[Source records]
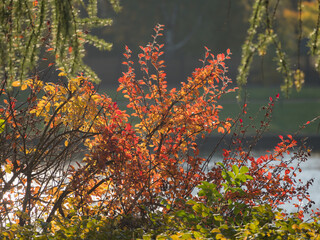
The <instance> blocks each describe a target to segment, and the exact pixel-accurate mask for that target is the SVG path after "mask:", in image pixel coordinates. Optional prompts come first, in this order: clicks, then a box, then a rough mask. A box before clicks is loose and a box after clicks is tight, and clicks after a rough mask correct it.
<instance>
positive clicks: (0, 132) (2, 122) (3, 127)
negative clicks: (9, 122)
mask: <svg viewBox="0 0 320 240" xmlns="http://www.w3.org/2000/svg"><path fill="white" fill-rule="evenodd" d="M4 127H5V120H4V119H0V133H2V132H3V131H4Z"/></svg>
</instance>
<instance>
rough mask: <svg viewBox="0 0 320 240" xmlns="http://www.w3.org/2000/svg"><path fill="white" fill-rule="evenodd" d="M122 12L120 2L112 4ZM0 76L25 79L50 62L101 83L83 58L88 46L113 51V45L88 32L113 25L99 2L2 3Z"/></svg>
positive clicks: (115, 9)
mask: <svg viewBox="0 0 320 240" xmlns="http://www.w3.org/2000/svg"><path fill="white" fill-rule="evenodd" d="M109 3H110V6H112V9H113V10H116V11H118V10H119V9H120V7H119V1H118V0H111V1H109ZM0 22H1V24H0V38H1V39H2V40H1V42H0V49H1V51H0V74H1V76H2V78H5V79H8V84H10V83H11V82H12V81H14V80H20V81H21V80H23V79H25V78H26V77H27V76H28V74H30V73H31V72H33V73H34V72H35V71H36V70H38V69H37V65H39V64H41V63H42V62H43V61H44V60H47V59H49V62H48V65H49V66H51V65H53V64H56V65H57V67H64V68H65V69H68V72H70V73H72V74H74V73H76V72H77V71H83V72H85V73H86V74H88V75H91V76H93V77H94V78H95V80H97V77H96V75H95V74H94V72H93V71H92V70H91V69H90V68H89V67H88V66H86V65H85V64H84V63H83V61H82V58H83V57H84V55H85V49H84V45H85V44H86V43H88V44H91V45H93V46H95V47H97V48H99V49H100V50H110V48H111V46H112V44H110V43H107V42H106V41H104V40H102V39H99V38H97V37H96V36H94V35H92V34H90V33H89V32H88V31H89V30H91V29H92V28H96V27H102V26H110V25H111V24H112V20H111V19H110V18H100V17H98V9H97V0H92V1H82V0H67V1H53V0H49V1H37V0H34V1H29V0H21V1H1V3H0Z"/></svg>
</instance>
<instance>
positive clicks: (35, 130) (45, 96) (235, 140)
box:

=== What to produce ===
Transcribe the whole of the data exactly, minus any pictures.

=== Response box ===
The <instance> blocks each describe a target to segment, and the exact pixel-accurate mask for that target is the SVG path after "mask:", in image pixel coordinates. Optional prompts come first, in this order: clicks, then a box, then a rough mask. A box before clicks is loose and a box after clicks is tight, and clicks after a rough mask correct it.
<instance>
positive clicks: (0, 132) (2, 122) (3, 127)
negative clicks: (9, 122)
mask: <svg viewBox="0 0 320 240" xmlns="http://www.w3.org/2000/svg"><path fill="white" fill-rule="evenodd" d="M4 127H5V120H4V119H0V133H2V132H3V131H4Z"/></svg>
</instance>
<instance>
rough mask: <svg viewBox="0 0 320 240" xmlns="http://www.w3.org/2000/svg"><path fill="white" fill-rule="evenodd" d="M122 12L120 2L112 4ZM0 76L25 79L50 62L101 83L83 58L88 46L113 51V45L88 32L113 25L99 2L2 3Z"/></svg>
positive clicks: (115, 9)
mask: <svg viewBox="0 0 320 240" xmlns="http://www.w3.org/2000/svg"><path fill="white" fill-rule="evenodd" d="M109 3H110V6H112V9H113V10H116V11H118V10H119V9H120V7H119V1H118V0H111V1H109ZM0 22H1V24H0V38H1V39H2V40H1V42H0V49H1V51H0V74H1V76H2V78H5V79H8V84H10V83H11V82H12V81H14V80H20V81H21V80H23V79H25V78H26V77H27V76H28V74H30V73H31V72H33V73H34V72H35V71H36V70H38V69H37V65H39V64H41V63H42V62H43V61H44V60H47V59H49V62H48V65H49V66H51V65H53V64H56V65H57V67H64V68H65V69H68V72H70V73H72V74H74V73H76V72H77V71H83V72H85V73H86V74H88V75H91V76H93V77H94V78H95V80H97V77H96V75H95V74H94V72H93V71H92V70H91V69H90V68H89V67H88V66H86V65H85V64H84V63H83V61H82V58H83V57H84V55H85V49H84V45H85V44H86V43H88V44H91V45H93V46H95V47H97V48H99V49H100V50H110V48H111V46H112V44H110V43H107V42H106V41H104V40H102V39H99V38H97V37H96V36H94V35H92V34H90V33H89V32H88V31H89V30H91V29H92V28H96V27H102V26H110V25H111V24H112V20H111V19H110V18H100V17H98V9H97V0H92V1H82V0H67V1H53V0H49V1H37V0H34V1H29V0H21V1H1V3H0Z"/></svg>
</instance>
<instance>
positive clicks: (35, 130) (45, 96) (235, 140)
box:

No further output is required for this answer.